§ **Obiettivo indicato 1**
Individua e copia ogni riga dei record in cui compare la parola "dark", distinguendo tra maiuscole e minuscole.
------ Brano di partenza ------
Ciò che del Romeo e Giulietta, insomma, è divenuto mito, non è il testo
shakespeariano, ma una sorta d’archetipo, quello della tragedia del dolore
innocente: con un colpo di mano prodigioso la tragedia shakespeariana ha
raccolto e capovolto la storia che la tradizione novellistica le aveva
consegnato, e da un exemplum moraleggiante con finalità di didattica
rivolta ai giovani, ha tratto la tragedia giovanile par excellence, e cioè la
tragedia di chi oppone senza mediazioni alcune innocenza e storia. Nel
linguaggio della cultura popolare Romeo e Giulietta sono i sentimenti uccisi
dai compromessi sociali, sono il rimpianto per la purezza che il diventare
adulti ci ha fatto dimenticare, sono l’amore che nessuno è riuscito a vivere.
Naturalmente con tutte le implicazioni ideologiche che tale mito comporta.
Perché se da un lato esso si presenta come sogno di una società in cui tale
amore sia possibile, dall’altro è anche pericolosamente virato verso la
celebrazione di un Eros che può aspirare al solo matrimonio con la Morte.
------
§ **Obiettivo indicato 2**
Elenca tutto ciò che, secondo il brano, Romeo e Giulietta sono nel linguaggio della cultura popolare.
------ Righe in ingresso ------
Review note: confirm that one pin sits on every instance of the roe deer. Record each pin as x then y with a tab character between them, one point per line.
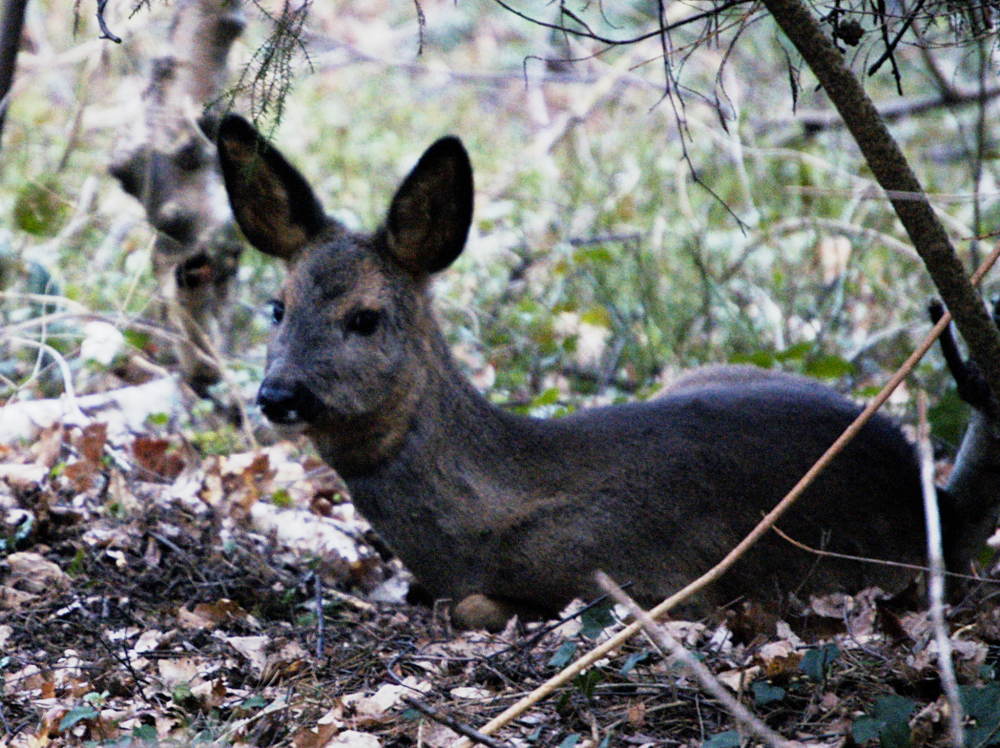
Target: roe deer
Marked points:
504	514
------
------ Righe in ingresso ------
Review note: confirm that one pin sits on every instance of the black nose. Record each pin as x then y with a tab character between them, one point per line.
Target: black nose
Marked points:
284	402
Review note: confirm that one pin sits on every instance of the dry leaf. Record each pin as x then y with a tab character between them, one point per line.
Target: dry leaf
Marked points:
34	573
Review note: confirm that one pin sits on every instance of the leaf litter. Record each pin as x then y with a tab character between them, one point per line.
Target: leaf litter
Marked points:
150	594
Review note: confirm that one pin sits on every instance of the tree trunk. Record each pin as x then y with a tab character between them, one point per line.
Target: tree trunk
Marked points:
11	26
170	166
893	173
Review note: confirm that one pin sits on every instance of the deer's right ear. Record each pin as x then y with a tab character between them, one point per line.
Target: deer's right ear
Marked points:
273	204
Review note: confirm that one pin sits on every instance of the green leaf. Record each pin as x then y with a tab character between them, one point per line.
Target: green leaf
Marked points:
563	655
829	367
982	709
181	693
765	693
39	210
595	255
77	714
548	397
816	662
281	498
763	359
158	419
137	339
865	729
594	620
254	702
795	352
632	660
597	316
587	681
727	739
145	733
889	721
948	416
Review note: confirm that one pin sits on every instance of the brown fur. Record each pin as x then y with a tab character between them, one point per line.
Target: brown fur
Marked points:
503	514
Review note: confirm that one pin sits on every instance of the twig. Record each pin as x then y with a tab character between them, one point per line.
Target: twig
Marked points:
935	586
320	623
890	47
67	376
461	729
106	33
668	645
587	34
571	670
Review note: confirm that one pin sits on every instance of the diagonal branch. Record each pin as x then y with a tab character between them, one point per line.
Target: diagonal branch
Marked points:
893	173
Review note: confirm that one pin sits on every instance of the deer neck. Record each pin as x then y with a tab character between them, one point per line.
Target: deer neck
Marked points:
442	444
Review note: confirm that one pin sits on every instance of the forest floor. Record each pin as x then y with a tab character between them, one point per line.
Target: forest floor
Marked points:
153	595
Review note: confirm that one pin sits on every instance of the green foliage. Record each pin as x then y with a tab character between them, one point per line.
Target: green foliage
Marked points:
------
------ Righe in ingresso ------
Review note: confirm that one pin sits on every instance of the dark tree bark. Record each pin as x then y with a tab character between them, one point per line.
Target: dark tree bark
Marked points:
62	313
------
§ **Risposta scritta 1**
Review note: confirm that one pin sits on every instance of the dark tree bark. Record each pin as x then y with a tab character between them, one point per line.
Target: dark tree bark

§ **Risposta scritta 2**
- i sentimenti uccisi dai compromessi sociali
- il rimpianto per la purezza che il diventare adulti ci ha fatto dimenticare
- l'amore che nessuno è riuscito a vivere